* WRITTEN REQUEST 1
Answer these questions about the thread on garbage collection in the raytracing benchmark:
(a) Who sent the message?
(b) How much memory did Jon Harrop report being recycled on AMD64?
(c) In which two implementations does Rob Thorpe say the GC works well only when used very infrequently?
* WRITTEN REQUEST 2
Reproduce the entries from the line with "One marker for each instance of the farm" through the end of the entries.

* SELECTION

━━━━━━━━━━

Don't forget the clogging caused by the sooty accumulation of hot 
exhaust bits.
From: Greg Menke
Subject: Re: GC in Jon's raytracing benchmark
Date: 
Message-ID: <m3d5nlis6u.fsf@athena.pienet>
mikel <·····@evins.net> writes:

> Joe Marshall wrote:
> > "Rob Thorpe" <·············@antenova.com> writes:
> >
> >>Jon Harrop wrote:
> >>
> >>>If I am reading that correctly then minor_words*4 = 10Gb was recycled on
> >>>x86. On AMD64 I get 17Gb.
> >>
> >>That is a good GC.  I'm surprised that a GC can be that good.  The
> >>problem with the GC in CMUCL and SBCL is that it only works well in
> >>this case if used very infrequently.  So the fastest times are had by
> >>GCing very infrequently.  This ideally shouldn't be the case, since
> >>doing it like this puts a lot of strain on the memory subsystem.  It
> >>indicates it may be taking longer over the mark phase than the ocamlopt
> >>GC.
> > What do you mean by `strain on the memory subsystem'?  I picture the
> > RAM chips starting to bulge because of all the bits being stuffed in
> > them.
> 
> Don't forget the clogging caused by the sooty accumulation of hot
> exhaust bits.

I ran a Lisp program once that strained the memory subsystem till all
the 0 bits burst- bit juice all inside the computer...  Eeew.

━━━━━━━━━━

* EXCERPTED RECORDS
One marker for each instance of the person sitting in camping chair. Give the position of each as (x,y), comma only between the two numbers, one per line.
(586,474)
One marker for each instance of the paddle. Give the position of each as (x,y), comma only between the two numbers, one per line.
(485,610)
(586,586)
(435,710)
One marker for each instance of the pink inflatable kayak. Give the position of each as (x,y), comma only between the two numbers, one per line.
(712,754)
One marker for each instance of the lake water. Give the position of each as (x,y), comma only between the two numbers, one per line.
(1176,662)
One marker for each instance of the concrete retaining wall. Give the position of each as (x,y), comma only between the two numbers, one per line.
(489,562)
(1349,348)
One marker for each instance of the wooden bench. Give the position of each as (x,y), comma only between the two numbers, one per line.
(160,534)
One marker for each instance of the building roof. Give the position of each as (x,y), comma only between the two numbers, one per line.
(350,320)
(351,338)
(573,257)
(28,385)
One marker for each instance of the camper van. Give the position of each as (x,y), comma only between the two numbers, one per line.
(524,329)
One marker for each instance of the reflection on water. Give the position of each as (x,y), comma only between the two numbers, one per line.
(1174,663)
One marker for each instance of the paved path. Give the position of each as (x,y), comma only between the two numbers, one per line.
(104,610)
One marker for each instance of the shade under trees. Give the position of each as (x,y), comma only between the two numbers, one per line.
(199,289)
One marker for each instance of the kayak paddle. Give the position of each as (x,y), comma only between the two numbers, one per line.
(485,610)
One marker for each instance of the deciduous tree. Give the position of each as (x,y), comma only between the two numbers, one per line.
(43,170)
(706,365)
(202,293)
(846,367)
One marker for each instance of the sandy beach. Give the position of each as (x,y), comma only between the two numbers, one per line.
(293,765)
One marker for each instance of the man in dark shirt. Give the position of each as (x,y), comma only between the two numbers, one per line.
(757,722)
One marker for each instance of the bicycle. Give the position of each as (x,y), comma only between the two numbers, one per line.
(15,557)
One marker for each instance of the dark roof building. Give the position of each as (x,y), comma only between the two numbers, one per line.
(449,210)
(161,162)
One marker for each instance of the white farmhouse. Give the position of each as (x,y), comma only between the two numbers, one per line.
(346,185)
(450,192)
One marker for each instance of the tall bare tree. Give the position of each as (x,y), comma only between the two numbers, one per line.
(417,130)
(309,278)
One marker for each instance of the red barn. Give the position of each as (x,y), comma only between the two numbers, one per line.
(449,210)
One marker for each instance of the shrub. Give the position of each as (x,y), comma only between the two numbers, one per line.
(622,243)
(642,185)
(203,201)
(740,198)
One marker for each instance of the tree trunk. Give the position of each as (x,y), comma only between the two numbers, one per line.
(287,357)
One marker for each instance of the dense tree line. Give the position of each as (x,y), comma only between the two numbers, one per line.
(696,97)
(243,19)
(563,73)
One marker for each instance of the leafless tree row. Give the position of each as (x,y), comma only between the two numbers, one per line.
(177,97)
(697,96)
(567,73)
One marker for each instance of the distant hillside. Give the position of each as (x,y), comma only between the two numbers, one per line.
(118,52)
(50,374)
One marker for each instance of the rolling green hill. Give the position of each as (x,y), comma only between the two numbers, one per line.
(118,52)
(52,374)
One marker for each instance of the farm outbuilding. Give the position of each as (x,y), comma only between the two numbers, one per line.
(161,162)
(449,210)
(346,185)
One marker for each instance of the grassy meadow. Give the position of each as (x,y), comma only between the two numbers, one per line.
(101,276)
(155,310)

━━━━━━━━━━

* EXERCISE SOLUTION 1
(a) Greg Menke
(b) 17Gb
(c) CMUCL and SBCL

* EXERCISE SOLUTION 2
One marker for each instance of the farm outbuilding. Give the position of each as (x,y), comma only between the two numbers, one per line.
(161,162)
(449,210)
(346,185)
One marker for each instance of the grassy meadow. Give the position of each as (x,y), comma only between the two numbers, one per line.
(101,276)
(155,310)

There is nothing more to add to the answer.